> _TASK DESCRIPTION_
Among the records, how many lines carry the string "pixel"? Give that number with nothing added.

*** Begin section ***

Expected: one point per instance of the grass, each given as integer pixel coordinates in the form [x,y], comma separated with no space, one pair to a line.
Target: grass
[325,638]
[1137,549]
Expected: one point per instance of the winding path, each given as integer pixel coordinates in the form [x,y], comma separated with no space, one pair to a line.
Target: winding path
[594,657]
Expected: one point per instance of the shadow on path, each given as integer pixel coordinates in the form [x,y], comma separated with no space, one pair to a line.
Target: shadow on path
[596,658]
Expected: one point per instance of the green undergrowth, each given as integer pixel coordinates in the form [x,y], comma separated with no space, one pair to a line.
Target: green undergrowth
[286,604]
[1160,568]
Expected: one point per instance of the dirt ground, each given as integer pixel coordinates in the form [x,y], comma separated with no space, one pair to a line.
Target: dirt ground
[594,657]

*** End section ***
*** Begin section ***

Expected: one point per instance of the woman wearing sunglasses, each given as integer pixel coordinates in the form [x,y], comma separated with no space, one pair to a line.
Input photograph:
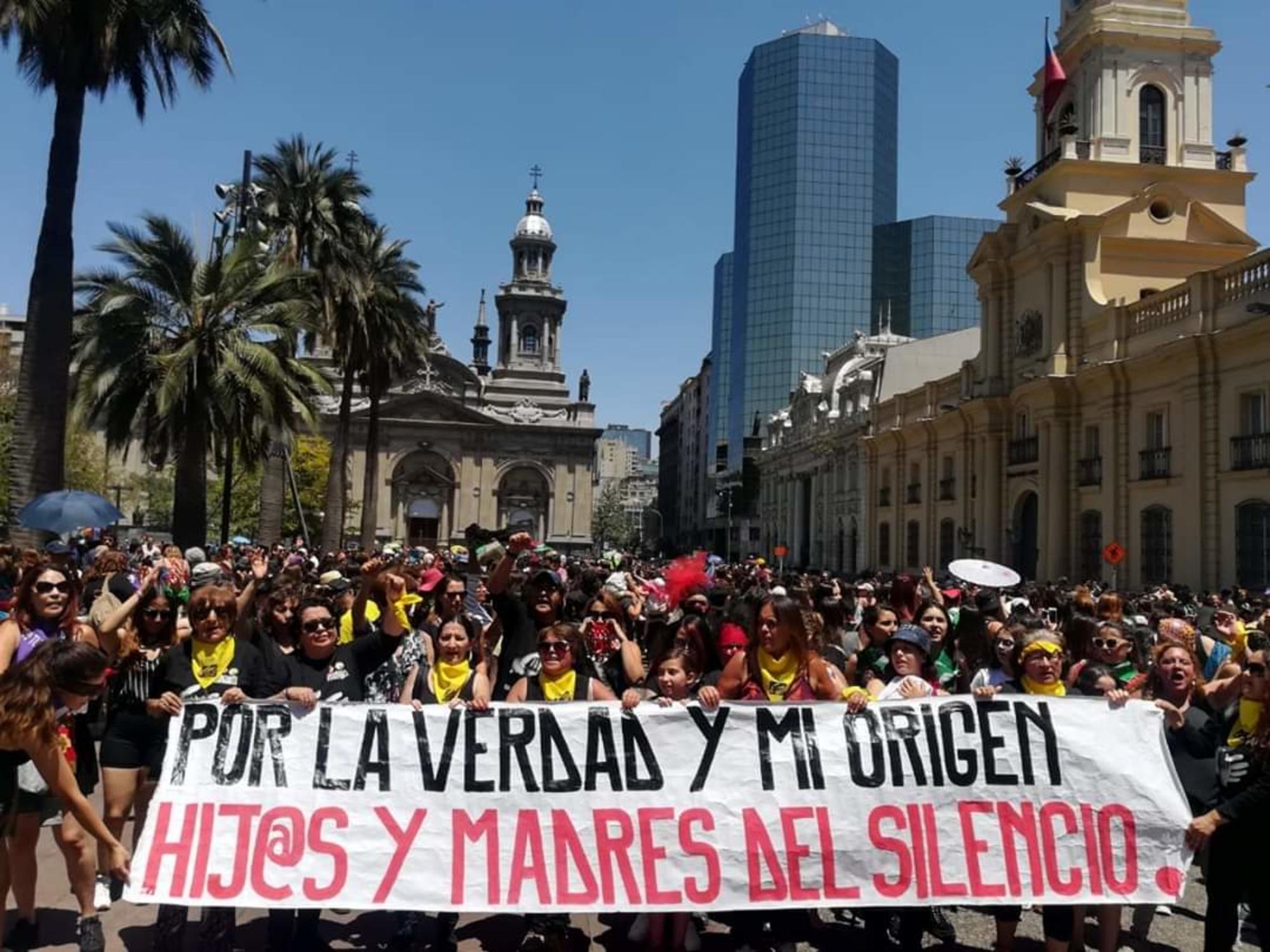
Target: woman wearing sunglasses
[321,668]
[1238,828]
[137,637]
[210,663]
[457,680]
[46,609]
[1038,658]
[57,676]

*** End section ***
*** Begin section ***

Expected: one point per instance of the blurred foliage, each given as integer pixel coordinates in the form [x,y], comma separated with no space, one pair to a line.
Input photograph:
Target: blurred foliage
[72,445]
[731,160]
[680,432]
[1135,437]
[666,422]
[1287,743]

*** End section ***

> _OUTPUT FOR THIS TASK_
7